== Fragmento seleccionado ==

Mucho de lo que cargamos a cuestas los ciudadanos es el efecto de los reiterados narcobloqueos, exhibiciones de cuerpos y cadáveres, elecciones ‘aleatorias’ de negocios para extorsionar y demandarles cuotas altísimas a pequeños comerciantes que luego cierran sus empresas.  Después de esto, se nos pide que confiemos en instancias que nos han repetidamente desilusionado. Parece que nos pescan del peor humor y con la menor cantidad de fuerzas. En línea con Freud en El malestar de la cultura, esto es la tragedia humana del sufrimiento diversificada, porque los que nos atacan nos atacan, y los que se supone que deberían protegernos de ellos también nos atacan de otra manera, y hoy día nos piden que volvamos a elegir a un posible adversario político...

===
== Material proporcionado ==

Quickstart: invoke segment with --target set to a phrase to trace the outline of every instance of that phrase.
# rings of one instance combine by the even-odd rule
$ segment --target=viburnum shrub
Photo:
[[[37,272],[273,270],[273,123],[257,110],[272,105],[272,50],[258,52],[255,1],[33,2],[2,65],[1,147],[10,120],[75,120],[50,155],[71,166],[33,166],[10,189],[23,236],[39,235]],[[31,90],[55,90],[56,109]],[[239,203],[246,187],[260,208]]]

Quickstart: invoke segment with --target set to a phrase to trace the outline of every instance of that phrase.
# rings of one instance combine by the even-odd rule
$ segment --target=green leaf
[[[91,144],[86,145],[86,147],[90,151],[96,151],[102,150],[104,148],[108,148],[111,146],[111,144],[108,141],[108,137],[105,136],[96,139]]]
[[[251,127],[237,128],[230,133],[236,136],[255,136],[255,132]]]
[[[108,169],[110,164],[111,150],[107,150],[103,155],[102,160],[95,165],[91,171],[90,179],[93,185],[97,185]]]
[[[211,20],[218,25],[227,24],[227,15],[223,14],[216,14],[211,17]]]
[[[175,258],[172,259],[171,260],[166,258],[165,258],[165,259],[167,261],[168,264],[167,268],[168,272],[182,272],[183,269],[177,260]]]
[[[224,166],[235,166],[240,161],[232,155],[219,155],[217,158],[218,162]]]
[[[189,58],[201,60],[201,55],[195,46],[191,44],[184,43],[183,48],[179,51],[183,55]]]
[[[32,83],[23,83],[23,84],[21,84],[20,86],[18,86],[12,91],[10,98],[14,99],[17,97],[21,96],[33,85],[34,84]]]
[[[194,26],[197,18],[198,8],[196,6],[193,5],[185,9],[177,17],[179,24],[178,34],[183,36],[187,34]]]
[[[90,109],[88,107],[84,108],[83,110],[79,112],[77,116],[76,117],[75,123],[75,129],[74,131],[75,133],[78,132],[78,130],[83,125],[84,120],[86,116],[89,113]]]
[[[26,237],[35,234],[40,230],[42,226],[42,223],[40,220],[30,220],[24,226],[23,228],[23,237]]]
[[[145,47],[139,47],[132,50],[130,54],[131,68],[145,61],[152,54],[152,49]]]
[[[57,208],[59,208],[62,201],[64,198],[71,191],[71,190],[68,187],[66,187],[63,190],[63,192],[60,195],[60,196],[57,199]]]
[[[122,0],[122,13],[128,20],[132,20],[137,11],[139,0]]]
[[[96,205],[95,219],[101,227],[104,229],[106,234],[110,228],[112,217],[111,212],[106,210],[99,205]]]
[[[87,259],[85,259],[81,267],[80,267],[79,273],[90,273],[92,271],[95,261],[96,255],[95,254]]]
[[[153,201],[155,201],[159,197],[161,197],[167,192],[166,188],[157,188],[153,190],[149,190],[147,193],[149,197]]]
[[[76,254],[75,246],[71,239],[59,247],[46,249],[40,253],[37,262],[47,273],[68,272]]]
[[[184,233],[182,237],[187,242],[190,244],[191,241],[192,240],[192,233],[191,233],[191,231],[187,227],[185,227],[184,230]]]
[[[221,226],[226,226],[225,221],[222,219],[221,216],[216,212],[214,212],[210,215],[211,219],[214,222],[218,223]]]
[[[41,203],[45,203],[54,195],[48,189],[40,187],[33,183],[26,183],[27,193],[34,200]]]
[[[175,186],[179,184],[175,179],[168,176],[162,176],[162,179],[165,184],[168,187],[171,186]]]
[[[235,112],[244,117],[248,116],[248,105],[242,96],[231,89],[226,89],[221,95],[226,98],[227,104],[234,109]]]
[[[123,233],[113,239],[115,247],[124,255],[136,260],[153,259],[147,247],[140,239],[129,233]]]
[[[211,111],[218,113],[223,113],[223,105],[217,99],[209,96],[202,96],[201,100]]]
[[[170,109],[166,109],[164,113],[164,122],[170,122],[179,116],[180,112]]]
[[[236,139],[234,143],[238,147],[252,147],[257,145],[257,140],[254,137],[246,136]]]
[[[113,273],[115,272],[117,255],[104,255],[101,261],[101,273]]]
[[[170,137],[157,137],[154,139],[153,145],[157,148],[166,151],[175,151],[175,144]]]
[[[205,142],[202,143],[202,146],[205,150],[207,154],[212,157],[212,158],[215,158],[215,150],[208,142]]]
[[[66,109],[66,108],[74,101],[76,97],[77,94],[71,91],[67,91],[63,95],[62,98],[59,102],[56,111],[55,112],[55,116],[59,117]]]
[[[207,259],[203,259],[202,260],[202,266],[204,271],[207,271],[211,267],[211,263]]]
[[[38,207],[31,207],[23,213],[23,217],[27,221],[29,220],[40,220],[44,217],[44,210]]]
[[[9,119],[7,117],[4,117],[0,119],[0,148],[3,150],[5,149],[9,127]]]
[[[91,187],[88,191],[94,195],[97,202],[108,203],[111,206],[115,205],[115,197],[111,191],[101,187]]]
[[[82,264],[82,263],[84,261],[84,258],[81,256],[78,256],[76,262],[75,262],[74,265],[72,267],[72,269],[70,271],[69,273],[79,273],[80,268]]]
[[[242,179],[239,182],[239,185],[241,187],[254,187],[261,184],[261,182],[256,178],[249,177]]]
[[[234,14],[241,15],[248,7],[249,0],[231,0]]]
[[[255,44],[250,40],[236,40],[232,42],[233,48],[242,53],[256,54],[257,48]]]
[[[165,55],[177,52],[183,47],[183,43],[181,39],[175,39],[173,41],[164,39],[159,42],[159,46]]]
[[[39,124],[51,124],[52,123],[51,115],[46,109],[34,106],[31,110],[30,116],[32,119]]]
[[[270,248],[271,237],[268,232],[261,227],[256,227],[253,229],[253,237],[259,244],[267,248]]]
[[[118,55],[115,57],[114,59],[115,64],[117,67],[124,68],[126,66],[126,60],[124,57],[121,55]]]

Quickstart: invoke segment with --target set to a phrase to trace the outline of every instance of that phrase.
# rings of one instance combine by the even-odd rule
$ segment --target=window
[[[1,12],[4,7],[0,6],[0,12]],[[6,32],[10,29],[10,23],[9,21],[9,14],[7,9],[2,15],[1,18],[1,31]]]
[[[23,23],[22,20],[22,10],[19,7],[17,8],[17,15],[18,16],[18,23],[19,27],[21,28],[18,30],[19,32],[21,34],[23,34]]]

===

Instrucciones de la tarea
¿Puedes transcribir completo y palabra por palabra el fragmento seleccionado de arriba, el que habla de los narcobloqueos y de la desconfianza de los ciudadanos?

Solución escrita
Mucho de lo que cargamos a cuestas los ciudadanos es el efecto de los reiterados narcobloqueos, exhibiciones de cuerpos y cadáveres, elecciones ‘aleatorias’ de negocios para extorsionar y demandarles cuotas altísimas a pequeños comerciantes que luego cierran sus empresas.  Después de esto, se nos pide que confiemos en instancias que nos han repetidamente desilusionado. Parece que nos pescan del peor humor y con la menor cantidad de fuerzas. En línea con Freud en El malestar de la cultura, esto es la tragedia humana del sufrimiento diversificada, porque los que nos atacan nos atacan, y los que se supone que deberían protegernos de ellos también nos atacan de otra manera, y hoy día nos piden que volvamos a elegir a un posible adversario político...